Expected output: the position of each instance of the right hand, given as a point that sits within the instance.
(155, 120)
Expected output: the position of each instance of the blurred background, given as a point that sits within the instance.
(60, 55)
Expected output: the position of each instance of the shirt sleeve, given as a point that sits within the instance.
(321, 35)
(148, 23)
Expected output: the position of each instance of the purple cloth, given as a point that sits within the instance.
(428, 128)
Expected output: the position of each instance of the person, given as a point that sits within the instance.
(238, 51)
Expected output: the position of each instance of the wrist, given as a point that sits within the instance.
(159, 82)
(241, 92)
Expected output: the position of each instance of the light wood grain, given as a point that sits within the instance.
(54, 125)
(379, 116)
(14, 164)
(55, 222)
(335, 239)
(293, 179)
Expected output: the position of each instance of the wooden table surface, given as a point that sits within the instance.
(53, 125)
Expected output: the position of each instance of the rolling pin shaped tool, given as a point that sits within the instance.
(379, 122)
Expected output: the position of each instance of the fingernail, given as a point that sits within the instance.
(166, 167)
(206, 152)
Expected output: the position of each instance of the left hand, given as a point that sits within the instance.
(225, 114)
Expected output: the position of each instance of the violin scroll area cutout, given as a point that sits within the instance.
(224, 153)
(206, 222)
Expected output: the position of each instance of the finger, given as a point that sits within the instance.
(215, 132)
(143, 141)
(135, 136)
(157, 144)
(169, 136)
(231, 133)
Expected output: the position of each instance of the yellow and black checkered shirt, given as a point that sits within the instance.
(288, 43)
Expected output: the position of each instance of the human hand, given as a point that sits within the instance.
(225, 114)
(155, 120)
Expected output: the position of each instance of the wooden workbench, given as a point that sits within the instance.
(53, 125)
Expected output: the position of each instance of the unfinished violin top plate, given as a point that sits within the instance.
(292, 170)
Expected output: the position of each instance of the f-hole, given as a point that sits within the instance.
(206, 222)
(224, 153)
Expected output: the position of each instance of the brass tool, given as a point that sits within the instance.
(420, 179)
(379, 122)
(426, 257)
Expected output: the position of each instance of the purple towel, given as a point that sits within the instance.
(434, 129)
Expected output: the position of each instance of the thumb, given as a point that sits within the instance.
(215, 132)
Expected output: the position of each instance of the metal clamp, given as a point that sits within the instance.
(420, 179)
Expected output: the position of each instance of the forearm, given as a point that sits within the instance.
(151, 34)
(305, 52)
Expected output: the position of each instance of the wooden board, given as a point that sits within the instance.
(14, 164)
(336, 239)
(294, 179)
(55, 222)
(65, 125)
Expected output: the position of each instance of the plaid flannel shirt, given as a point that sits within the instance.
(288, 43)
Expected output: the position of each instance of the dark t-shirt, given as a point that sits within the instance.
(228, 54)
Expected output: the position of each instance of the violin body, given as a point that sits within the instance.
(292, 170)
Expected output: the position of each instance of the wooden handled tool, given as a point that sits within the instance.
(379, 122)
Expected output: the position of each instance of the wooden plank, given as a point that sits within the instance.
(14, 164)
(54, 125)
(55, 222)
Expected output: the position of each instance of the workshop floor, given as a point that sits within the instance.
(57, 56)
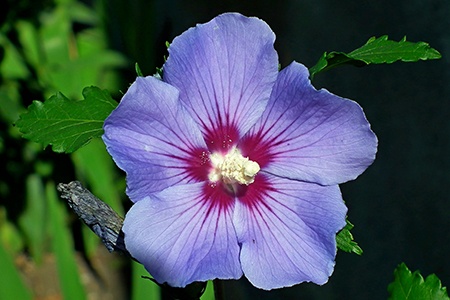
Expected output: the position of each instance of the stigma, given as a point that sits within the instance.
(232, 168)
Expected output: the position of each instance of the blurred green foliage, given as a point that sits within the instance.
(48, 47)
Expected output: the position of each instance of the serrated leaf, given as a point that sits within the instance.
(411, 286)
(345, 242)
(67, 124)
(377, 51)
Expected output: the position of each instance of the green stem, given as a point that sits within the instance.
(218, 289)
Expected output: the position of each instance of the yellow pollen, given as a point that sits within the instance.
(233, 168)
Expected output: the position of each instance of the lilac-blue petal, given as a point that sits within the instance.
(180, 239)
(225, 70)
(151, 137)
(290, 236)
(314, 135)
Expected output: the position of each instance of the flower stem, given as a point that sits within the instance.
(218, 289)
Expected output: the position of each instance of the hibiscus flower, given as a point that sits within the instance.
(233, 166)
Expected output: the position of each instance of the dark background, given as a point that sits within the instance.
(401, 205)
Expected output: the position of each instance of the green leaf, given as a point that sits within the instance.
(344, 240)
(411, 286)
(33, 220)
(377, 51)
(66, 124)
(11, 283)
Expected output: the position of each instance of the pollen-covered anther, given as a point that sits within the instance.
(233, 168)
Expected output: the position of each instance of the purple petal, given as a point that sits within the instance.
(184, 234)
(310, 135)
(153, 139)
(288, 231)
(225, 70)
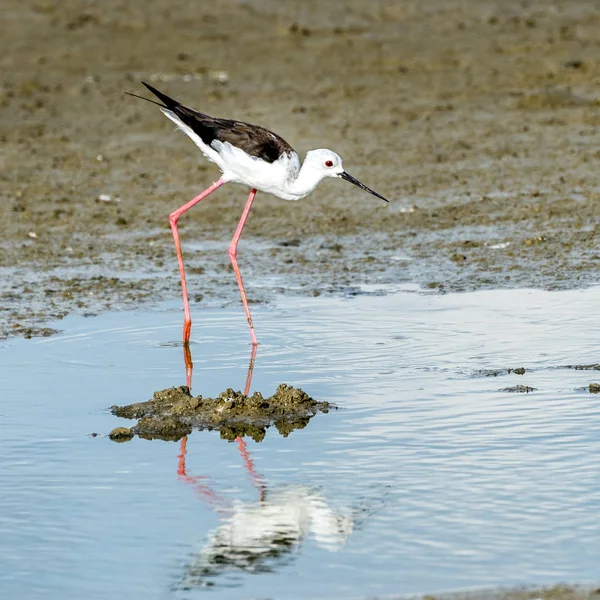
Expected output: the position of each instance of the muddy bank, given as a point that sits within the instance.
(174, 413)
(479, 120)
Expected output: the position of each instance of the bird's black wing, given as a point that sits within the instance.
(252, 139)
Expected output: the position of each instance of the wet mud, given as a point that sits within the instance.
(174, 413)
(555, 592)
(478, 119)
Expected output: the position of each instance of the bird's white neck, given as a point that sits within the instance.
(304, 182)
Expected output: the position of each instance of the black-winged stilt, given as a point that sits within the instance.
(253, 156)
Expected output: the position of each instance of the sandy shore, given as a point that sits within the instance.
(479, 120)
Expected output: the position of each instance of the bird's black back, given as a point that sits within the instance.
(252, 139)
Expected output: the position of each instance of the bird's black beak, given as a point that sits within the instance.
(362, 186)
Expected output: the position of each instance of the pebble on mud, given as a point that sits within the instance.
(173, 413)
(121, 434)
(522, 389)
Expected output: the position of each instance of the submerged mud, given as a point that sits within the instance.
(554, 592)
(478, 119)
(173, 413)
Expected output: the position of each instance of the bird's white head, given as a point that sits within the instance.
(326, 163)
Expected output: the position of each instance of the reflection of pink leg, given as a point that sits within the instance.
(173, 218)
(189, 365)
(202, 489)
(232, 251)
(250, 371)
(257, 480)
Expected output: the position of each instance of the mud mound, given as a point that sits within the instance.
(174, 413)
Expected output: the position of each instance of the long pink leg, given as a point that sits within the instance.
(232, 251)
(173, 218)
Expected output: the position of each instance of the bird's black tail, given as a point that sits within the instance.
(166, 101)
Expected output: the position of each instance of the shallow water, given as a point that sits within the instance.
(428, 478)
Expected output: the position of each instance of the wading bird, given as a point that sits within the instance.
(255, 157)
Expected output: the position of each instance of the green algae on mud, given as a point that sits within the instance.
(174, 413)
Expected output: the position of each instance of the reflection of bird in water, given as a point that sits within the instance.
(259, 536)
(263, 536)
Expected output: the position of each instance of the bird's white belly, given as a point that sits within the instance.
(270, 178)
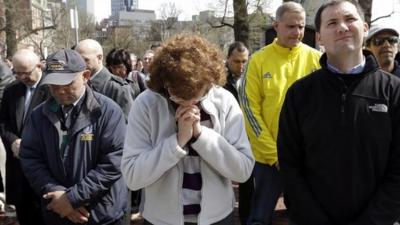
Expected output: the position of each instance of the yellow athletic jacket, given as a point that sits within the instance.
(269, 74)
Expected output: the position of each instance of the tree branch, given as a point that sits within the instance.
(34, 31)
(381, 17)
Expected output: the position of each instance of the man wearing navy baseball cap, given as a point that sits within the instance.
(72, 147)
(383, 42)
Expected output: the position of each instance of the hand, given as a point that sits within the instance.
(59, 203)
(79, 215)
(277, 165)
(197, 125)
(186, 116)
(15, 147)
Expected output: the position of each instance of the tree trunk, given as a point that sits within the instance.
(366, 5)
(11, 33)
(241, 21)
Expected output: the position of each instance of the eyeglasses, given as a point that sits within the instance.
(380, 41)
(179, 101)
(21, 74)
(118, 67)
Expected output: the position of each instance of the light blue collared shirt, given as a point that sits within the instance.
(357, 69)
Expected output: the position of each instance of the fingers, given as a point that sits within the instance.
(189, 112)
(83, 211)
(76, 217)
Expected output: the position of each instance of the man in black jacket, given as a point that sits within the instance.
(236, 60)
(19, 98)
(339, 134)
(72, 147)
(101, 80)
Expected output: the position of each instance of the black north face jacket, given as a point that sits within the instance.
(339, 148)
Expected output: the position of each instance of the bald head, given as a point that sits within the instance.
(25, 57)
(27, 67)
(92, 52)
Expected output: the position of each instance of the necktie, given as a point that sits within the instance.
(28, 98)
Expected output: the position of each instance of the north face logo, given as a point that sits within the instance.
(267, 75)
(378, 108)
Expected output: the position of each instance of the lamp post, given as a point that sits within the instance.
(74, 20)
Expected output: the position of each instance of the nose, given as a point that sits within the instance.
(342, 27)
(386, 43)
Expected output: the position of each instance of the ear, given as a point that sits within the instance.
(86, 75)
(318, 38)
(275, 24)
(366, 29)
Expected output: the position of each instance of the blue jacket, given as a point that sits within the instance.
(88, 168)
(396, 69)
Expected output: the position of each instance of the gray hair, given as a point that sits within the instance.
(288, 7)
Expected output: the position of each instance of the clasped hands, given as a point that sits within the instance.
(188, 118)
(60, 204)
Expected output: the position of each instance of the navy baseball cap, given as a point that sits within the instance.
(63, 66)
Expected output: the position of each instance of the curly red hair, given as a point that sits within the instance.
(185, 64)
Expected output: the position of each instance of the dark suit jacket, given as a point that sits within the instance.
(115, 88)
(11, 126)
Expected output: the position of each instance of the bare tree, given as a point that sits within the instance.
(243, 20)
(169, 14)
(19, 23)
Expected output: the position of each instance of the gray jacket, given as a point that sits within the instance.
(152, 158)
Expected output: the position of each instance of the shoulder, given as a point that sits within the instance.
(305, 83)
(221, 97)
(306, 49)
(149, 98)
(14, 86)
(118, 80)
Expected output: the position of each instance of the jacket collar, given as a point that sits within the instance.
(286, 51)
(370, 62)
(90, 108)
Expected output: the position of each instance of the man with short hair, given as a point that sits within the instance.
(147, 58)
(101, 80)
(72, 148)
(269, 74)
(236, 60)
(339, 134)
(383, 42)
(19, 99)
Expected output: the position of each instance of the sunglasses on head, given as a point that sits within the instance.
(380, 41)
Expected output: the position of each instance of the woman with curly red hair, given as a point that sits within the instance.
(186, 140)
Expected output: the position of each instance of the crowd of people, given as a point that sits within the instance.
(92, 138)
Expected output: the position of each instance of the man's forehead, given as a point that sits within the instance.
(343, 9)
(237, 54)
(385, 33)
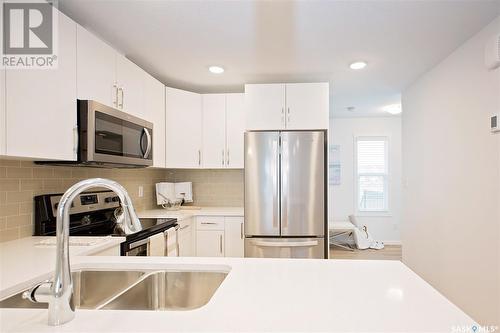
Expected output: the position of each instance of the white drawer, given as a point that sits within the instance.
(210, 223)
(186, 224)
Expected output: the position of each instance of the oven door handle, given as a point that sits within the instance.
(138, 243)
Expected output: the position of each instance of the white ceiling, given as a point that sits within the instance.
(287, 41)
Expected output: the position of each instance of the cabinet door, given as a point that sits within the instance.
(96, 69)
(41, 104)
(209, 243)
(129, 77)
(307, 106)
(214, 130)
(264, 106)
(235, 130)
(154, 111)
(186, 235)
(234, 237)
(2, 111)
(183, 129)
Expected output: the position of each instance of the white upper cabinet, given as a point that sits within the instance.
(153, 110)
(286, 106)
(223, 128)
(264, 106)
(130, 94)
(214, 130)
(96, 69)
(40, 109)
(183, 129)
(307, 105)
(2, 111)
(235, 129)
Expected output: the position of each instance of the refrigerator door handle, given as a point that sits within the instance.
(275, 185)
(284, 184)
(286, 244)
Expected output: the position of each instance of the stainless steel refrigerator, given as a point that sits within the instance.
(285, 194)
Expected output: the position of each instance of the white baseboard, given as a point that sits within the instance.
(392, 242)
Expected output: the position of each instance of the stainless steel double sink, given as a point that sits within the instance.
(136, 290)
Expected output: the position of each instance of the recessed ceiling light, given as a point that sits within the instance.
(216, 69)
(358, 65)
(392, 108)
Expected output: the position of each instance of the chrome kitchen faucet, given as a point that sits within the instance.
(59, 292)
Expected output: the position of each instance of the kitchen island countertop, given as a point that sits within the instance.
(262, 295)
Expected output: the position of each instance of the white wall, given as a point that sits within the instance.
(451, 164)
(342, 197)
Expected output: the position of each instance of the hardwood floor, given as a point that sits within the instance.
(389, 252)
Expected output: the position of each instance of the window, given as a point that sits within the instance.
(372, 174)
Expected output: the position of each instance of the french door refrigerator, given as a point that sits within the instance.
(285, 194)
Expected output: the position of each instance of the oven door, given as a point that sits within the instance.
(108, 135)
(141, 246)
(137, 248)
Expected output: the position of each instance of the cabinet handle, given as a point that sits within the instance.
(120, 101)
(177, 245)
(115, 99)
(75, 140)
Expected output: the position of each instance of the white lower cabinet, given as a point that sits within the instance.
(210, 236)
(186, 238)
(210, 243)
(219, 236)
(234, 237)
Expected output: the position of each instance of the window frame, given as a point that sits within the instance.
(386, 211)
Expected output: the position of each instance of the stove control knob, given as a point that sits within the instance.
(111, 199)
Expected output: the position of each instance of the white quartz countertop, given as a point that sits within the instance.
(263, 295)
(23, 263)
(187, 213)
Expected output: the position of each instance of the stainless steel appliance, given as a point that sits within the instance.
(110, 138)
(99, 213)
(286, 194)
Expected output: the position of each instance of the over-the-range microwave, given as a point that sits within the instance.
(108, 137)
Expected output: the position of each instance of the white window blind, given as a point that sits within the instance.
(372, 174)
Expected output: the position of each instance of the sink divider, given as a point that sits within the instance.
(114, 297)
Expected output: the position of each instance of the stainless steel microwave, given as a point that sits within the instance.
(109, 137)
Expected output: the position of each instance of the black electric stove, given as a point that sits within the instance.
(92, 214)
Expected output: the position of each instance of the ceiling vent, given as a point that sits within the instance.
(492, 53)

◆ Exercise details
Output everything from the item containing "steel microwave, given" down to the last item as a CSV with two columns, "text" and "answer". Give one row per item, put each field in double quotes, and replace any line breaks with spaces.

◆ Exercise answer
text,answer
"Expected output: the position of each instance of the stainless steel microwave, given as a point that sits within the instance.","(109, 137)"
"Expected output: the position of each instance of the black electric stove, given as a point that sits within the instance.","(92, 214)"
"Expected output: the position of each instance of the ceiling vent, given as a point that sits within the instance.","(492, 53)"